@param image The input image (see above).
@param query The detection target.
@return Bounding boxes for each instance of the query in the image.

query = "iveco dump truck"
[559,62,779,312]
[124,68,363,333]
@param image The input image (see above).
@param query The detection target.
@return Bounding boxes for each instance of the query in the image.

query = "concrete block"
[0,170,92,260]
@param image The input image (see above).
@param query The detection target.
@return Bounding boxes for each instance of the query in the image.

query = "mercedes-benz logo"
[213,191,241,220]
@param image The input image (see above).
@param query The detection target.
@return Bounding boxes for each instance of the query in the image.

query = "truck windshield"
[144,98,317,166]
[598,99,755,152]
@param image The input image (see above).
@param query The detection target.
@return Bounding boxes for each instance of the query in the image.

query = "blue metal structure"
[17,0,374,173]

Goal of the exercise — Swap "detection target" for "search target" everywhere it occurs in the items above, then write out the full set again with nothing else changed.

Exercise answer —
@param image The input image (see above).
@param query The search target.
@return Bounding boxes for each instance of the query in the image.

query = "iveco dump truck"
[559,62,779,312]
[124,68,363,333]
@param image The input image (see above).
@param query The search target.
@return Bounding boxes for each instance of the query in the image.

query = "concrete block"
[0,170,92,260]
@param image The input image (see above).
@param query The search target.
@return Bounding boxes for each instance of the query in the image.

query = "mercedes-benz logo"
[213,191,241,220]
@param image The input image (see above).
@param query The search target.
@return Bounding boxes for each instance of the query in the image.

query = "truck windshield"
[144,98,317,166]
[598,99,755,152]
@param image The input image (see above).
@param query The search target.
@return Bounding boxes for each instance of the query in the image.

query = "blue metal structure"
[17,0,374,173]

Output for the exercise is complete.